## Work instructions
Starting at the line that contains "of the decorative", restate every line word for word through the end of the entries.

## Source data
---

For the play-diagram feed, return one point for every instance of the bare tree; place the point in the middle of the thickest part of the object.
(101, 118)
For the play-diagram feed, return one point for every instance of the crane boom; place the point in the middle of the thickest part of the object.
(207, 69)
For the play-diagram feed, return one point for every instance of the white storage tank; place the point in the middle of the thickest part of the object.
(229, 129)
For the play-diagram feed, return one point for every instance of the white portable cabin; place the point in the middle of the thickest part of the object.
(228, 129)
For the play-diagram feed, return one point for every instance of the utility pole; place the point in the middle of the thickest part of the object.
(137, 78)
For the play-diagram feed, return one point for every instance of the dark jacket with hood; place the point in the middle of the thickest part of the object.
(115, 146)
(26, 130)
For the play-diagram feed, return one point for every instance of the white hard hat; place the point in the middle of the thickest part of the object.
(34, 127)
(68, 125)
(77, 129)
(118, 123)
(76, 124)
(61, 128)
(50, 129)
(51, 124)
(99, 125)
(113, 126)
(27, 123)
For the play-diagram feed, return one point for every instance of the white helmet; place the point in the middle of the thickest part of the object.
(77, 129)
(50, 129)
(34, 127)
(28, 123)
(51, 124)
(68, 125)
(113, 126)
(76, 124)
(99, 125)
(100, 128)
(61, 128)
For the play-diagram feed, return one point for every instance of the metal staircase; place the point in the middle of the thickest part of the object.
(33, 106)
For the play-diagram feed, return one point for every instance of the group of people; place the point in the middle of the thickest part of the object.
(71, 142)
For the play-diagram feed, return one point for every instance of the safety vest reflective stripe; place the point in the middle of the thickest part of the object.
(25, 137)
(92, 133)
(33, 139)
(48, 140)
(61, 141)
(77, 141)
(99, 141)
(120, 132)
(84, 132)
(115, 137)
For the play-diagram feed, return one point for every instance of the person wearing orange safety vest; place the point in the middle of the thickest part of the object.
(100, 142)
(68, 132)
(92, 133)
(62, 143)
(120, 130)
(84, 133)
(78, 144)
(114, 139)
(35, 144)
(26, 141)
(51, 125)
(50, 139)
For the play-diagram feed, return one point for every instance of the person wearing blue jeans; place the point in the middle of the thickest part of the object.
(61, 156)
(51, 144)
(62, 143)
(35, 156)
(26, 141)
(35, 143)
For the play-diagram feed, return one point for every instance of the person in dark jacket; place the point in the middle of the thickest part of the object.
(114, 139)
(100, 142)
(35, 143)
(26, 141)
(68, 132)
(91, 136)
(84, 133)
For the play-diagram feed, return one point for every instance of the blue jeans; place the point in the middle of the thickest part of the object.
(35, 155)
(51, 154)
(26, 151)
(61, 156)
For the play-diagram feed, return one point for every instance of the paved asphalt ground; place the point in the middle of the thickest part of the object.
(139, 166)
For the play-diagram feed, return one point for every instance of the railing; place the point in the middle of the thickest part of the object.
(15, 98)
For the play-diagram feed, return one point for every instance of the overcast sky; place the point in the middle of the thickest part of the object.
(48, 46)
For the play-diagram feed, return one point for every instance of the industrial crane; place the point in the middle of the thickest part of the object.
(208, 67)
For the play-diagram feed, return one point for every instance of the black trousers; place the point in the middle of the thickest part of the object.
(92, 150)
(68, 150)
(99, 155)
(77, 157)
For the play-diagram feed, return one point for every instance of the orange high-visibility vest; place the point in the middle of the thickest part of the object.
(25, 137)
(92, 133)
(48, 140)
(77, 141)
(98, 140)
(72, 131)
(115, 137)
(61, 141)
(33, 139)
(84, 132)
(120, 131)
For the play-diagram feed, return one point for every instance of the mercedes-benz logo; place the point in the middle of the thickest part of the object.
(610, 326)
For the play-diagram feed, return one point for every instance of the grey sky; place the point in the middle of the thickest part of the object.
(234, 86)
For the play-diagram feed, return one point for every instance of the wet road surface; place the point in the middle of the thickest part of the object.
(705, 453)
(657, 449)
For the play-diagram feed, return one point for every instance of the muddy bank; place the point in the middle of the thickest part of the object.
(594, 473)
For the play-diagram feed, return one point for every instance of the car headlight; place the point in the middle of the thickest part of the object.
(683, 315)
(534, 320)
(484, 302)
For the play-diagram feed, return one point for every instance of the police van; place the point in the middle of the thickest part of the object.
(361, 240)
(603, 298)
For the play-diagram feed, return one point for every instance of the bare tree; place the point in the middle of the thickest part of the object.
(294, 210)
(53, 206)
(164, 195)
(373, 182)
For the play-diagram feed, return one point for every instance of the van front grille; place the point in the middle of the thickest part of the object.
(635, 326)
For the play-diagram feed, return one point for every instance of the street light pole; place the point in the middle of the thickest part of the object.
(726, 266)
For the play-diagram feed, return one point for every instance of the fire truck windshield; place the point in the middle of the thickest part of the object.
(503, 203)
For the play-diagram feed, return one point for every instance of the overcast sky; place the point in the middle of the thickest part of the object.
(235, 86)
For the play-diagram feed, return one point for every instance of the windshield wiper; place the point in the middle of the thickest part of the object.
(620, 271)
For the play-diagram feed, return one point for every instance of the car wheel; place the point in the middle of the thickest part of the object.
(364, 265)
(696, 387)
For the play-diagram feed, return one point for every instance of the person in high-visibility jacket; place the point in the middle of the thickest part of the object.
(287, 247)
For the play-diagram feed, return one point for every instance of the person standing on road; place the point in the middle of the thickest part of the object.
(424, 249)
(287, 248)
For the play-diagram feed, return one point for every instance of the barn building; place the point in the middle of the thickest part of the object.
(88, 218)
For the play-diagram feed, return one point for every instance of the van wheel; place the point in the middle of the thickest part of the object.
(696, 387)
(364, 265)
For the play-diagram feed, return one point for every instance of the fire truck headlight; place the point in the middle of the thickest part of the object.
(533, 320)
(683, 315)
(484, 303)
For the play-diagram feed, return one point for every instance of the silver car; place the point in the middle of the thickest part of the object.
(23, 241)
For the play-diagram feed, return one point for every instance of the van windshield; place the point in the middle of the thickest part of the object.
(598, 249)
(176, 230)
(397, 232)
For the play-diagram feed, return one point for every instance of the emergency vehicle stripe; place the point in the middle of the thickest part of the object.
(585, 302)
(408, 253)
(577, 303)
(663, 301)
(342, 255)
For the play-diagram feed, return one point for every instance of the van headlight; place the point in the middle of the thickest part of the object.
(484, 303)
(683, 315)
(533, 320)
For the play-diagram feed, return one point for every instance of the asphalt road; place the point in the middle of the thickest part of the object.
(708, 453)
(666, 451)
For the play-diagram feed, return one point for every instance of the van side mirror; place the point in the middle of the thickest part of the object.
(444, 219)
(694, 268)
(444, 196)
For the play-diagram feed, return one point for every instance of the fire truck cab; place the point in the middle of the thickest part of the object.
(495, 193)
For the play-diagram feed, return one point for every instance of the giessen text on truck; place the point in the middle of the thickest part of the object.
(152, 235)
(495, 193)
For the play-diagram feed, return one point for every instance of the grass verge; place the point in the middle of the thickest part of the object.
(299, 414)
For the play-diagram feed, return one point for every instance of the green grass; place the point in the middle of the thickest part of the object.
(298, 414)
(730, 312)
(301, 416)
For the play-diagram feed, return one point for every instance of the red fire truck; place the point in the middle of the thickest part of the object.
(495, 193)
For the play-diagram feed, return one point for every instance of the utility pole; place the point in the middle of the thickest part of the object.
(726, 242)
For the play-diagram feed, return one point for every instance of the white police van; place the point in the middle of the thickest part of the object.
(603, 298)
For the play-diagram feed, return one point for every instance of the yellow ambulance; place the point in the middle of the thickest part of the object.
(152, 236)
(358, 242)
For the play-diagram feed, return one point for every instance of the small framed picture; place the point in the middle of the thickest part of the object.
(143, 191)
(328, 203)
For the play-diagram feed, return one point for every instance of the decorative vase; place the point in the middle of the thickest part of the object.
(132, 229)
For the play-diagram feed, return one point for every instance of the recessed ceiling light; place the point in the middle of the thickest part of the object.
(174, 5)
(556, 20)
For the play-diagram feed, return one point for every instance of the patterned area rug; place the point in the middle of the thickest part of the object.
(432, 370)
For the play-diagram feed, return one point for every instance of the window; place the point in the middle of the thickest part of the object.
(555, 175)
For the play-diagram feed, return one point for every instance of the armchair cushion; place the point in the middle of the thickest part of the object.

---

## The answer
For the play-diagram feed, return one point for every instance of the decorative vase; place the point in the middle of the thickest part of the object.
(132, 229)
For the play-diagram feed, return one point for every instance of the recessed ceiling light; place the point in the middle of the thickest part of the object.
(174, 5)
(556, 20)
For the play-diagram feed, return one point for every instance of the patterned area rug; place the point in the middle of the thickest part of the object.
(432, 370)
For the play-diagram feed, return one point for every instance of the window; place the point in the middle of the thickest part of the object.
(555, 175)
For the play-diagram feed, return one point for every instance of the armchair cushion; place the point in the middle of the thickest part of the object.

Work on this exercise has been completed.